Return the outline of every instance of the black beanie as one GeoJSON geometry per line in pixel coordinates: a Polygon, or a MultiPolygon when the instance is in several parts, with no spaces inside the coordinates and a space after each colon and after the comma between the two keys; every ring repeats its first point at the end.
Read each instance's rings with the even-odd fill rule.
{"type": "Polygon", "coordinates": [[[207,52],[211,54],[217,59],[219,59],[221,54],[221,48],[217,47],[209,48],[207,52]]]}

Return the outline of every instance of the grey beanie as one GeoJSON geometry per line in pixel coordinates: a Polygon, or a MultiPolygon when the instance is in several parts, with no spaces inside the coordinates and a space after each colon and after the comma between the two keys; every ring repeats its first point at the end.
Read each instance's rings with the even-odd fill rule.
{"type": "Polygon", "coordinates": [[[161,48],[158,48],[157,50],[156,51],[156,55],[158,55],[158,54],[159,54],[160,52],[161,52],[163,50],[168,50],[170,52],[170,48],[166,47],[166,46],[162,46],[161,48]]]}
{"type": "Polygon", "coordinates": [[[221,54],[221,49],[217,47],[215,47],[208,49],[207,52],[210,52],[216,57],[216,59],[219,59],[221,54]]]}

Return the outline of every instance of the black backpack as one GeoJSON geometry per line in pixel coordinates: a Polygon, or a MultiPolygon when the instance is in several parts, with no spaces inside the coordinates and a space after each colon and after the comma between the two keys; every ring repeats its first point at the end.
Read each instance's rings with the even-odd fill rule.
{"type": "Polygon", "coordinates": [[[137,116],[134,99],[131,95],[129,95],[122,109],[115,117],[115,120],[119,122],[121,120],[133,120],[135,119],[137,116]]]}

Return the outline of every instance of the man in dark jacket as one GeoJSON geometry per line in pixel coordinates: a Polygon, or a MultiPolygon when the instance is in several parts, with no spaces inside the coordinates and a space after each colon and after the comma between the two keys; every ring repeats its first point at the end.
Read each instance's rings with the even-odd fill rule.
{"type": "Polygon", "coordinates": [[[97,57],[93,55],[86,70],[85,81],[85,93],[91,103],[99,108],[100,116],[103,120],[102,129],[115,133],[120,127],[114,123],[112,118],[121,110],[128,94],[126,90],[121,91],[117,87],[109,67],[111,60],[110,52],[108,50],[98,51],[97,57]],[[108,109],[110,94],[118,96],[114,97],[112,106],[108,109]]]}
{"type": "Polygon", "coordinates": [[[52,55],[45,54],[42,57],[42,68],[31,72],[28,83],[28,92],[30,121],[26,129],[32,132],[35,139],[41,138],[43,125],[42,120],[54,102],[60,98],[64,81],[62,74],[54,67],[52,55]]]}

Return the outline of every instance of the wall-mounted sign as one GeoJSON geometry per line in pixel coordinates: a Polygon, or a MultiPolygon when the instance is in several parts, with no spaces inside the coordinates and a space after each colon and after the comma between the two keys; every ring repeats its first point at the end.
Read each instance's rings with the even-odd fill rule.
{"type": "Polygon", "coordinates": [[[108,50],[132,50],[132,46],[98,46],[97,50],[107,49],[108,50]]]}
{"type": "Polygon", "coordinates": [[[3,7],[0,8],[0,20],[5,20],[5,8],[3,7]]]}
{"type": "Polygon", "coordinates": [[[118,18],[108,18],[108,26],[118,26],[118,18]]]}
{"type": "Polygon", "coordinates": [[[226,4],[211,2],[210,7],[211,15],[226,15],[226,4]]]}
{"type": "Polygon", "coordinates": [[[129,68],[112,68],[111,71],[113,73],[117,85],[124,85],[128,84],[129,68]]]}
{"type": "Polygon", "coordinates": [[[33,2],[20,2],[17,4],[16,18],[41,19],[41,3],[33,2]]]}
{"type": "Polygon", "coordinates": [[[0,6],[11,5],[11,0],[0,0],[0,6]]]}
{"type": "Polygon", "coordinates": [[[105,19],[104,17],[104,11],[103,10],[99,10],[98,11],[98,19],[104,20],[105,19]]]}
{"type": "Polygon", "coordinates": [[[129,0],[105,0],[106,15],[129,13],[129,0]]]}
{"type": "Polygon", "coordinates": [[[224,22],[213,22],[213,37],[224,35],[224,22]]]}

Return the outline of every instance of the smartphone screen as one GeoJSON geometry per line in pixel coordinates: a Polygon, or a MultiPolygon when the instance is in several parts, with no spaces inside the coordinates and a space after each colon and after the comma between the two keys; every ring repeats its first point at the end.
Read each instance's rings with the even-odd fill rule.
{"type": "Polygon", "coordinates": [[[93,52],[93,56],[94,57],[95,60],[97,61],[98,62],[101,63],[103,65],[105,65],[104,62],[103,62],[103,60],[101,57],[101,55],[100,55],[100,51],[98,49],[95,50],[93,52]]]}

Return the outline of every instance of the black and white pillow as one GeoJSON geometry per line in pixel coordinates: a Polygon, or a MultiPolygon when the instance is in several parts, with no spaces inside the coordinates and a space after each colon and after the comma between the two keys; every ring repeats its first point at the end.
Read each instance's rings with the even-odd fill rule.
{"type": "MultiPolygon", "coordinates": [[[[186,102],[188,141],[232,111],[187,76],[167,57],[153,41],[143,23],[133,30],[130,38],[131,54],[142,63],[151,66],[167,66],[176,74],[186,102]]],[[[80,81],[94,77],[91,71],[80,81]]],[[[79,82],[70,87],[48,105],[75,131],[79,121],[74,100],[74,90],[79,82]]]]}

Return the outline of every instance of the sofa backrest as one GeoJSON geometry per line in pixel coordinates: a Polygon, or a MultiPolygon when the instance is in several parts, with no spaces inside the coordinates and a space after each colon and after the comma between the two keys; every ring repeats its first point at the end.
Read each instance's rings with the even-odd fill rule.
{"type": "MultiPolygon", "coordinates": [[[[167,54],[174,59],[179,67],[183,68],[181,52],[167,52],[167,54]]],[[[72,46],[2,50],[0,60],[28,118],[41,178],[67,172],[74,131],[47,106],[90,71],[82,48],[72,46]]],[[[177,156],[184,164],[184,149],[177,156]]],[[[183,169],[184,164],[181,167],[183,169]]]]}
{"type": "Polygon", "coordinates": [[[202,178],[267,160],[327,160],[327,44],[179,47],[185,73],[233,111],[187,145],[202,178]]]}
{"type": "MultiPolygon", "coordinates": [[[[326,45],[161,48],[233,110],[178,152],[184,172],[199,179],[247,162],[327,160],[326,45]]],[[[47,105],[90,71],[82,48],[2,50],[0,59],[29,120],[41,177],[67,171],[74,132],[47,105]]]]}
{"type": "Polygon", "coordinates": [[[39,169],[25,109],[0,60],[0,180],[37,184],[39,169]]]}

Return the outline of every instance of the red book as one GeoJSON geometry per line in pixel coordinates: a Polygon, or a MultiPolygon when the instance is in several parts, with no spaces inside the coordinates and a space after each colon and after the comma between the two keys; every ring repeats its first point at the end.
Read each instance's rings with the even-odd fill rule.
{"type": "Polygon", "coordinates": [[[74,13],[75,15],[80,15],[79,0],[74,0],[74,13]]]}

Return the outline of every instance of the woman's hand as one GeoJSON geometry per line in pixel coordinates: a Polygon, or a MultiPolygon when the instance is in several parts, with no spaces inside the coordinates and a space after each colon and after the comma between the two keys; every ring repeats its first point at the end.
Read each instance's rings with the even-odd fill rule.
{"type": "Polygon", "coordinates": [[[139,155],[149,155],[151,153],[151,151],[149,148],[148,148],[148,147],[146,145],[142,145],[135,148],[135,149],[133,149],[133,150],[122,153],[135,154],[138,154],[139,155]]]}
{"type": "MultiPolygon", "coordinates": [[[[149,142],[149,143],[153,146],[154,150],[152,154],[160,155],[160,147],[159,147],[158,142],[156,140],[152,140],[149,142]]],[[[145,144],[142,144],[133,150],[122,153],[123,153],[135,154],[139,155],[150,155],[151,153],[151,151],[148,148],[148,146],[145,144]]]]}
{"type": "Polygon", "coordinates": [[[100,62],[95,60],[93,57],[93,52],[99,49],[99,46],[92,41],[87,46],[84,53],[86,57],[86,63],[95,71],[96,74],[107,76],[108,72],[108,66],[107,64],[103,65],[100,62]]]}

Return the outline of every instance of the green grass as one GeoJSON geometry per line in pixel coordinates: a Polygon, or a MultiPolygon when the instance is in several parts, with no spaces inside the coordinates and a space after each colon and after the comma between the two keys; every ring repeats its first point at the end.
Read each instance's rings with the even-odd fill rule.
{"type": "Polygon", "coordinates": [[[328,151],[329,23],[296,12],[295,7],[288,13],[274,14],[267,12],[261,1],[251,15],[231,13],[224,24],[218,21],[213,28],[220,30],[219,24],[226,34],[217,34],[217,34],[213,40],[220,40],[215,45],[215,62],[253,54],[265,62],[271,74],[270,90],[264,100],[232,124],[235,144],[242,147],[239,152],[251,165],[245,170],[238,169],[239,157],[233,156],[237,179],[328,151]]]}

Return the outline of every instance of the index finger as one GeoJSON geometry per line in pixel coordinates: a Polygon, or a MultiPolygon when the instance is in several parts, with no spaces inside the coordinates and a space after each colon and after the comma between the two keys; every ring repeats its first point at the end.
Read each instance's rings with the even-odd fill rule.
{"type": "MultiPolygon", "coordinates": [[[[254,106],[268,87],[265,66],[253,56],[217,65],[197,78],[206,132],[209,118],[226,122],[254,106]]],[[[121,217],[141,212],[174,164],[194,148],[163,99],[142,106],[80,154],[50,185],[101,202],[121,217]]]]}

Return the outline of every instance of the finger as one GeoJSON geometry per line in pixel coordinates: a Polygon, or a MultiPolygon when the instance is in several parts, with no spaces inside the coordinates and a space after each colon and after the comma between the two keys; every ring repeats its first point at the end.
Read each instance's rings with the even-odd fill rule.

::::::::::

#### Do this:
Copy only the stretch running from the line containing "Return the outline of every instance of the finger" to the final line of the entries, both ends included, exactly as it stands.

#### Result of the task:
Return the outline of every instance of the finger as one GeoJSON geometry per line in pixel coordinates: a Polygon, or a MultiPolygon when the instance is in several parts, with no spaces inside the coordinates and a space after each colon and after the comma between the two keys; every ring repeats its first point at the end.
Read each instance's rings with the even-odd fill rule.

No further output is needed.